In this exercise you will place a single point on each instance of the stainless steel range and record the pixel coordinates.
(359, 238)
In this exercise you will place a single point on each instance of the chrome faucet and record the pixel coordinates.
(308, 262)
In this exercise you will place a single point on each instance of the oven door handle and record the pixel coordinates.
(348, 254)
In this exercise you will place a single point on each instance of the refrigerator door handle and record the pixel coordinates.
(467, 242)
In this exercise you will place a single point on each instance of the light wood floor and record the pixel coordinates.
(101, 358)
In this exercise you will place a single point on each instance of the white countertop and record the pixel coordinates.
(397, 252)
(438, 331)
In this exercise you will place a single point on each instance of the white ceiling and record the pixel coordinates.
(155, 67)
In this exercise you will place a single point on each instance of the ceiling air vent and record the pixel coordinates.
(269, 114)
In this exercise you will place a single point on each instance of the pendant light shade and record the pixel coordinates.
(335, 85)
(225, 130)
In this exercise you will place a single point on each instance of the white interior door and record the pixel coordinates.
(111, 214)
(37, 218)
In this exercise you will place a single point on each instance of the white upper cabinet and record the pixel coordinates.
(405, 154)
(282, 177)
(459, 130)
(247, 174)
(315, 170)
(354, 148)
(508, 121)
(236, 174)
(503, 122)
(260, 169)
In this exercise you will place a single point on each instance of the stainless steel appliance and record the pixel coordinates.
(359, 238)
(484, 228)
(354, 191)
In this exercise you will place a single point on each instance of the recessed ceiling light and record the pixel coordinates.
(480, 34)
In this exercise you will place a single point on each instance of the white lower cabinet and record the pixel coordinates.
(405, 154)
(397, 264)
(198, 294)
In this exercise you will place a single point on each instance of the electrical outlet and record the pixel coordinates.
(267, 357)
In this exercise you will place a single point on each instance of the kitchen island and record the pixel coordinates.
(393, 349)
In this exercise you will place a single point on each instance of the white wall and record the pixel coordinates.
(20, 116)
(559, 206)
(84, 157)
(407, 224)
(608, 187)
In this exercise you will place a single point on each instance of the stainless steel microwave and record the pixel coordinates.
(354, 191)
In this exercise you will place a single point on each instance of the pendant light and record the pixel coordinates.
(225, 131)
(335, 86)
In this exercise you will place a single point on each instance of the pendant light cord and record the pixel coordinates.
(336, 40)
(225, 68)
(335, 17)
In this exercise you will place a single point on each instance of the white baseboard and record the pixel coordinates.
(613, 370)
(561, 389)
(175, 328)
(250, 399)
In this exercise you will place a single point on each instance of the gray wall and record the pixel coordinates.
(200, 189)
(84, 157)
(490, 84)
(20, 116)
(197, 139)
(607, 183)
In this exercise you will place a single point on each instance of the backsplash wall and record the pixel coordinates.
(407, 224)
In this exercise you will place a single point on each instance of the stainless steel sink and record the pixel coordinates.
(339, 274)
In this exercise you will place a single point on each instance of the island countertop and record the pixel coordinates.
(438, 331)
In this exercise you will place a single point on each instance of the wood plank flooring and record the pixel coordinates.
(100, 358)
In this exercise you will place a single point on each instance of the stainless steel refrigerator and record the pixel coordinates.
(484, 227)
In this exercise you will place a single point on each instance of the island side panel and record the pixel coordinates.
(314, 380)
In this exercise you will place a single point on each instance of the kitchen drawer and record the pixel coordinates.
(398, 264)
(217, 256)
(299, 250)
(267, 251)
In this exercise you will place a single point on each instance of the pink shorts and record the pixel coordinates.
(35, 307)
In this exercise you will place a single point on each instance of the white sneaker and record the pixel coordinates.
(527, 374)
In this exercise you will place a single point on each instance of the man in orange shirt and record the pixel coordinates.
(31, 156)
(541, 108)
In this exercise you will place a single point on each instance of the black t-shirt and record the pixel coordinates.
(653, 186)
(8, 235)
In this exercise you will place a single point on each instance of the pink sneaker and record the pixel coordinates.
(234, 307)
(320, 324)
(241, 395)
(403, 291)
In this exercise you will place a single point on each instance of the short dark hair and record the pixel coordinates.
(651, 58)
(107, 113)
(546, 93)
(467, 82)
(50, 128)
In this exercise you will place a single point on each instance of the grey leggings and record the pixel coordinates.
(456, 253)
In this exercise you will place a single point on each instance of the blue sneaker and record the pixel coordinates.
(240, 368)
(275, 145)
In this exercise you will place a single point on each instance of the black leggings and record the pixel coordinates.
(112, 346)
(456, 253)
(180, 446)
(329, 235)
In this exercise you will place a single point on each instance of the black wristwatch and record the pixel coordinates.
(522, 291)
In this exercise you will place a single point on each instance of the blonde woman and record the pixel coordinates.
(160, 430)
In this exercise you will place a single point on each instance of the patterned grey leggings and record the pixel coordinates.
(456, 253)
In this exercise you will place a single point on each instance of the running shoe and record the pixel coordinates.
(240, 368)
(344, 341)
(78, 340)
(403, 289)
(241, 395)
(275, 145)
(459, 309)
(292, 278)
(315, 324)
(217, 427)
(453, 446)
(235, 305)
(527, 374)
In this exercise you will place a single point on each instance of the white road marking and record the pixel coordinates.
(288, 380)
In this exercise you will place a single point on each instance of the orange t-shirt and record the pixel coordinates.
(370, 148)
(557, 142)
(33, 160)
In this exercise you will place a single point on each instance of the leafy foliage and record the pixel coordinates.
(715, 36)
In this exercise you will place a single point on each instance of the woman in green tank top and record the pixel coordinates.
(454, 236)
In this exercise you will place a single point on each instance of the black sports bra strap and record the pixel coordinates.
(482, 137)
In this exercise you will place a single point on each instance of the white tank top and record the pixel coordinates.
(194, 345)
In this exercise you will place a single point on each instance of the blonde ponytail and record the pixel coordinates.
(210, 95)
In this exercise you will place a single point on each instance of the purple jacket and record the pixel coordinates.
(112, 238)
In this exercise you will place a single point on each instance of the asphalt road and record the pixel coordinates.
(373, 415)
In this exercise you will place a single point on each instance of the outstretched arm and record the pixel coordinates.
==============================
- What is needed
Rewrite all of the records above as a Markdown table with two columns, Row and Line. Number each line in order and leave out any blank lines.

- Answer in full
| Row | Line |
|---|---|
| 1 | In this exercise you will place a single point on each instance of the stainless steel range and record the pixel coordinates. |
| 2 | (359, 238) |
| 3 | In this exercise you will place a single point on each instance of the chrome faucet and record the pixel coordinates. |
| 4 | (308, 262) |
| 5 | In this exercise you will place a single point on each instance of the oven door handle and record the pixel coordinates. |
| 6 | (348, 254) |
| 7 | In this exercise you will place a single point on each instance of the refrigerator door handle and record the pixel coordinates. |
| 8 | (467, 242) |
| 9 | In this exercise you will place a single point on each instance of the light wood floor and record the pixel coordinates. |
| 10 | (101, 358) |
| 11 | In this exercise you will place a single point on each instance of the white countertop and record the pixel coordinates. |
| 12 | (397, 252) |
| 13 | (438, 331) |
| 14 | In this exercise you will place a single point on each instance of the white ceiling and record the pixel coordinates. |
| 15 | (155, 67) |
| 16 | In this exercise you will place a single point on each instance of the ceiling air vent and record the pixel coordinates. |
| 17 | (269, 114) |
| 18 | In this exercise you will place a single point on each instance of the pendant light shade and record the pixel coordinates. |
| 19 | (335, 85) |
| 20 | (225, 130) |
| 21 | In this exercise you will place a single point on each instance of the white interior door and record the pixel coordinates. |
| 22 | (111, 214) |
| 23 | (37, 218) |
| 24 | In this exercise you will place a single point on each instance of the white upper cabinet and record the pixel coordinates. |
| 25 | (405, 154) |
| 26 | (282, 177) |
| 27 | (459, 130) |
| 28 | (247, 174) |
| 29 | (315, 170) |
| 30 | (354, 148) |
| 31 | (508, 121) |
| 32 | (236, 174) |
| 33 | (503, 122) |
| 34 | (260, 169) |
| 35 | In this exercise you will place a single point on each instance of the stainless steel appliance and record the pixel coordinates. |
| 36 | (359, 238) |
| 37 | (484, 228) |
| 38 | (354, 191) |
| 39 | In this exercise you will place a single point on each instance of the recessed ceiling light and record the pixel coordinates. |
| 40 | (480, 34) |
| 41 | In this exercise you will place a single point on each instance of the white lower cabinet and record the pixel coordinates. |
| 42 | (405, 154) |
| 43 | (397, 264) |
| 44 | (198, 294) |
| 45 | In this exercise you will place a single point on each instance of the electrical outlet and record the pixel coordinates. |
| 46 | (267, 357) |
| 47 | In this exercise you will place a single point on each instance of the kitchen island and record the pixel coordinates. |
| 48 | (393, 349) |
| 49 | In this exercise you will place a single point on each instance of the white wall and record the pixel coordinates. |
| 50 | (20, 116) |
| 51 | (559, 206) |
| 52 | (84, 157) |
| 53 | (407, 224) |
| 54 | (608, 187) |
| 55 | In this exercise you will place a single point on each instance of the stainless steel microwave and record the pixel coordinates. |
| 56 | (354, 191) |
| 57 | In this exercise you will place a single point on each instance of the pendant light and record the pixel coordinates. |
| 58 | (225, 131) |
| 59 | (335, 86) |
| 60 | In this exercise you will place a single point on each instance of the pendant light cord and record the pixel coordinates. |
| 61 | (336, 40) |
| 62 | (225, 68) |
| 63 | (335, 17) |
| 64 | In this exercise you will place a single point on each instance of the white baseboard and record the pixel coordinates. |
| 65 | (613, 370) |
| 66 | (561, 389) |
| 67 | (175, 328) |
| 68 | (250, 399) |
| 69 | In this exercise you will place a single point on each instance of the gray wall and record the pixel coordinates. |
| 70 | (200, 189) |
| 71 | (84, 157) |
| 72 | (490, 84) |
| 73 | (20, 116) |
| 74 | (197, 139) |
| 75 | (607, 183) |
| 76 | In this exercise you will place a single point on each instance of the backsplash wall and record the pixel coordinates. |
| 77 | (407, 224) |
| 78 | In this exercise you will place a single point on each instance of the stainless steel sink and record the pixel coordinates. |
| 79 | (339, 274) |
| 80 | In this exercise you will place a single point on each instance of the island countertop and record the pixel coordinates. |
| 81 | (438, 331) |
| 82 | In this exercise you will place a single point on each instance of the wood plank flooring and record the pixel coordinates. |
| 83 | (100, 358) |
| 84 | In this exercise you will place a single point on each instance of the stainless steel refrigerator and record the pixel coordinates. |
| 85 | (484, 227) |
| 86 | In this exercise you will place a single point on each instance of the island side panel and record the pixel coordinates. |
| 87 | (314, 380) |
| 88 | In this exercise you will place a single point on each instance of the kitchen drawer and record the pixel coordinates. |
| 89 | (398, 264) |
| 90 | (217, 256) |
| 91 | (299, 250) |
| 92 | (267, 251) |
| 93 | In this exercise you will place a single point on each instance of the pink shorts and record the pixel coordinates. |
| 94 | (35, 307) |
| 95 | In this exercise you will place a single point on each instance of the white sneaker and record the pixel coordinates. |
| 96 | (527, 374) |
| 97 | In this exercise you will place a single point on each instance of the man in orange shirt and record the pixel coordinates. |
| 98 | (31, 156) |
| 99 | (541, 108) |
| 100 | In this exercise you will place a single point on each instance of the black t-shirt and record the pixel coordinates. |
| 101 | (653, 186) |
| 102 | (8, 235) |
| 103 | In this exercise you will place a single point on each instance of the pink sneaker and record the pixel coordinates. |
| 104 | (234, 307) |
| 105 | (320, 324) |
| 106 | (241, 395) |
| 107 | (403, 291) |
| 108 | In this exercise you will place a single point on each instance of the short dark hair and record the pixel coordinates. |
| 109 | (651, 58) |
| 110 | (107, 113) |
| 111 | (546, 93) |
| 112 | (467, 82) |
| 113 | (50, 128) |
| 114 | In this exercise you will place a single point on each instance of the grey leggings and record the pixel coordinates. |
| 115 | (456, 253) |
| 116 | In this exercise you will place a single point on each instance of the blue sneaker and record the pixel coordinates. |
| 117 | (240, 368) |
| 118 | (275, 145) |
| 119 | In this exercise you will place a single point on each instance of the black leggings and record the pixel coordinates. |
| 120 | (112, 346) |
| 121 | (456, 253) |
| 122 | (180, 446) |
| 123 | (329, 235) |
| 124 | In this exercise you will place a single point on each instance of the black wristwatch and record the pixel coordinates. |
| 125 | (522, 291) |
| 126 | In this exercise you will place a single point on each instance of the blonde woman and record the pixel coordinates. |
| 127 | (160, 430) |
| 128 | In this exercise you will place a single point on each instance of the patterned grey leggings and record the pixel coordinates. |
| 129 | (456, 253) |
| 130 | In this exercise you will place a single point on each instance of the running shoe and record the pixel coordinates. |
| 131 | (240, 368) |
| 132 | (344, 341) |
| 133 | (78, 340) |
| 134 | (403, 289) |
| 135 | (241, 395) |
| 136 | (275, 145) |
| 137 | (459, 309) |
| 138 | (292, 278) |
| 139 | (315, 324) |
| 140 | (217, 427) |
| 141 | (453, 446) |
| 142 | (235, 305) |
| 143 | (527, 374) |
| 144 | In this exercise you will place a single point on each instance of the white road marking and record the pixel coordinates. |
| 145 | (288, 380) |
| 146 | In this exercise you will place a single point on each instance of the orange t-shirt and record the pixel coordinates. |
| 147 | (370, 148) |
| 148 | (557, 142) |
| 149 | (33, 160) |
| 150 | In this exercise you will place a single point on each instance of the leafy foliage and record the pixel coordinates. |
| 151 | (715, 36) |
| 152 | In this exercise you will place a single point on each instance of the woman in green tank top and record the pixel coordinates. |
| 153 | (454, 236) |
| 154 | In this exercise you will place a single point on each instance of the black sports bra strap and record the pixel coordinates. |
| 155 | (482, 137) |
| 156 | In this exercise you will place a single point on each instance of the white tank top and record the pixel coordinates. |
| 157 | (194, 345) |
| 158 | In this exercise you will place a single point on each instance of the blonde ponytail and record the pixel coordinates. |
| 159 | (210, 95) |
| 160 | In this exercise you will place a single point on each instance of the purple jacket and record the pixel coordinates. |
| 161 | (112, 238) |
| 162 | In this exercise you will place a single point on each instance of the asphalt road and record the pixel coordinates. |
| 163 | (373, 415) |
| 164 | In this exercise you will place a single point on each instance of the outstretched arm and record the pixel coordinates. |